Point localization data
----

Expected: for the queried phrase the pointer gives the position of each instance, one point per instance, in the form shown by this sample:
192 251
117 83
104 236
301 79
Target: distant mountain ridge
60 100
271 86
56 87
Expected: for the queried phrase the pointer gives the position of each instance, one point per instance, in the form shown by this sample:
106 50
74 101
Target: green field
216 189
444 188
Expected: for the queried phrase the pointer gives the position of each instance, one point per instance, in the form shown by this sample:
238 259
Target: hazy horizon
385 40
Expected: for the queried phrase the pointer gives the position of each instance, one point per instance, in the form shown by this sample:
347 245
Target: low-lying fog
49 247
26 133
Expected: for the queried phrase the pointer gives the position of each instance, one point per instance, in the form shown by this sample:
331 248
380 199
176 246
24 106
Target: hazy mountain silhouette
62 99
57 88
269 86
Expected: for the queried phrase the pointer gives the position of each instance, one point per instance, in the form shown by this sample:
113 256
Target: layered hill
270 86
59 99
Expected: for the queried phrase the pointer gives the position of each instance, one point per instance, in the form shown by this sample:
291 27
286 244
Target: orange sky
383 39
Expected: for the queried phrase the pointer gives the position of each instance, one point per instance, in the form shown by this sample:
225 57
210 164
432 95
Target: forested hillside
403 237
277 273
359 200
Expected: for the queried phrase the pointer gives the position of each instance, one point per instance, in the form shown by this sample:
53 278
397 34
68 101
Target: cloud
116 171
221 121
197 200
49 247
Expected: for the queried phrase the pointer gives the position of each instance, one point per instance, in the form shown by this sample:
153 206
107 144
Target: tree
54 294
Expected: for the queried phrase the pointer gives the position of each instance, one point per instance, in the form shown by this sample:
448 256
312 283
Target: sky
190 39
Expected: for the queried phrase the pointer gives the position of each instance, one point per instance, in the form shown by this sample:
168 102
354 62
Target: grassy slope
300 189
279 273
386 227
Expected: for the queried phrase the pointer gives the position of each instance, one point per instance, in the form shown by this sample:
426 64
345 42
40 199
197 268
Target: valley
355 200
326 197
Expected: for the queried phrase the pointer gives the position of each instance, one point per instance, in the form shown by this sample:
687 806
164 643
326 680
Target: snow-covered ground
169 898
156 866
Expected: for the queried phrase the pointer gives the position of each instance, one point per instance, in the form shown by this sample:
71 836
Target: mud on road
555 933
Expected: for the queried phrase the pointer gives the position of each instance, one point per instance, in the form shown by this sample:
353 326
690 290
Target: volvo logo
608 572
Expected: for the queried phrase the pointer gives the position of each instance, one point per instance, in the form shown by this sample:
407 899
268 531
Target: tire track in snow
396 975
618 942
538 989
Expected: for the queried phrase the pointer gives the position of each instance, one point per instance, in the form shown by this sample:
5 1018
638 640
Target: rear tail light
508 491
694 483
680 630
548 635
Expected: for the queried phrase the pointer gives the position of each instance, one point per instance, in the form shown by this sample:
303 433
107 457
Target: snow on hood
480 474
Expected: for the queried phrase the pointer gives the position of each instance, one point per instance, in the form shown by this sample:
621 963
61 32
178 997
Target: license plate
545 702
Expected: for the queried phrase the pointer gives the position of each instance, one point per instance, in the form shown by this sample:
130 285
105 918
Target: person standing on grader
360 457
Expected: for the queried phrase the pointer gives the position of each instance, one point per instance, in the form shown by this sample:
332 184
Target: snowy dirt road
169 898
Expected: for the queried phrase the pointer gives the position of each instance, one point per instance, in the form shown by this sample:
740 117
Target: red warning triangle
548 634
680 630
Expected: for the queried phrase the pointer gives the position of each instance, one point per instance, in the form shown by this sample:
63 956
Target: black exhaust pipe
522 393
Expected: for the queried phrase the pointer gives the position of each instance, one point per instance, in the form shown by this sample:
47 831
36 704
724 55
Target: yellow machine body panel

----

* TASK PROMPT *
Each entry must be output exactly as it was written.

* REPLY *
Expected: for the queried phrase the pointer gives the position of each instance, one point per instance, in the form shown by this sample:
192 251
117 83
104 236
301 79
Target: distant mountain ridge
60 100
271 86
56 87
Expected: for the queried phrase the pointer gives the position of each instance, one point per instance, in the form shown by this sample:
106 50
74 101
Target: green field
216 189
444 188
Expected: for the queried phrase the pointer gives the position of each instance, one point per instance, in the form shown by this sample:
238 259
Target: hazy horizon
385 40
Expected: for the queried phrase the pointer gives the position of each instance, one point per instance, in the form shown by this sample:
347 245
Target: low-lying fog
49 247
26 133
Expected: for the queried phrase the pointer gives the position of each instance, one point per instance, in the form shown by this sample:
331 248
380 199
176 246
24 106
Target: hazy mountain silhouette
62 99
57 88
269 86
Expected: for the queried phrase the pointer gives the position of each instance, one point per instance, in the form shown by this sample:
113 256
Target: layered hill
270 86
59 99
Expected: for the queried phrase the pointer gives the position of each instance, one point per instance, in the form shown by this sample:
291 27
286 244
Target: orange sky
383 39
Expected: for the queried phrase the pointer gives the position of each instance, one point per instance, in the form shown by this sample:
225 57
210 164
432 95
Target: forested hillside
403 237
277 273
359 200
Expected: for the queried phrase the pointer gives the position of each instance, one point per instance, in the form shown by this sample:
53 278
397 34
68 101
Target: cloud
116 171
221 121
197 200
49 247
Expected: for the queried phrase the pointer gives the position of each instance, one point per instance, in the form shown by this sample:
153 206
107 144
Target: tree
54 294
Expected: for the queried phrase the pointer gives the position of each instance, one point per instance, in the form shown by this sample:
448 256
312 283
Target: sky
190 39
Expected: for the queried phrase the pointer gives the position of each instance, one point per instance, in the form shown by this sample:
168 102
354 62
Target: grassy slope
300 189
279 273
386 227
Expected: for the queried phrase the pointer gives the position of each instance, one point per instance, in the form shown by this sample:
426 64
345 42
40 199
197 268
Target: valley
355 200
326 197
Expected: for the queried phrase the pointer gives the position of each instance, one point per instance, in the form shown by this sample:
687 806
164 643
326 680
Target: snow-covered ground
169 898
156 866
Expected: for the queried phrase the pointer gives the position of each instance, one point per instance, in the form shown by this sample:
71 836
Target: mud on road
555 933
Expected: for the queried phrase the pointer gives the position of each instance, one point per instance, in the form shown by this sample:
353 326
690 290
Target: volvo logo
608 572
Expected: for the queried phrase the pointer gives the position of each instance, one point per instance, in the form shown by this sample:
407 899
268 531
Target: tire track in snow
396 975
618 942
538 989
Expected: for the queried phrase the pointer gives the position of each instance, one point per instance, in the form shown by this sample:
5 1018
638 640
Target: rear tail light
508 491
694 483
680 630
548 635
Expected: for the queried phrase the pointer gives the position of each instance, one point per instance, in the form shown by this sample:
303 433
107 457
Target: snow on hood
480 474
Expected: for the queried phrase the pointer gives the position of each instance, one point per instance, in the form shown by this sample:
621 963
61 32
178 997
Target: license plate
545 702
Expected: for the queried phrase the pointer gives the position of each instance, one point per instance, in the form shown by this sample:
130 285
105 918
Target: person standing on grader
360 457
Expected: for the queried phrase the pointer gives the position of each instance, one point per instance, in the form shown by this sample:
332 184
Target: snowy dirt road
169 898
Expected: for the queried phrase the pointer gives the position of each instance, one point per instance, in the form shown by this sample:
740 117
Target: red warning triangle
548 634
680 630
Expected: for the queried phrase the pointer gives the position of each instance, one point per instance, in the form shown by this sample:
63 956
Target: black exhaust pipe
522 393
Expected: for the queried phrase the pointer gives the position of each instance, one point per instance, in the form shown by this sample:
47 831
36 704
724 55
Target: yellow machine body panel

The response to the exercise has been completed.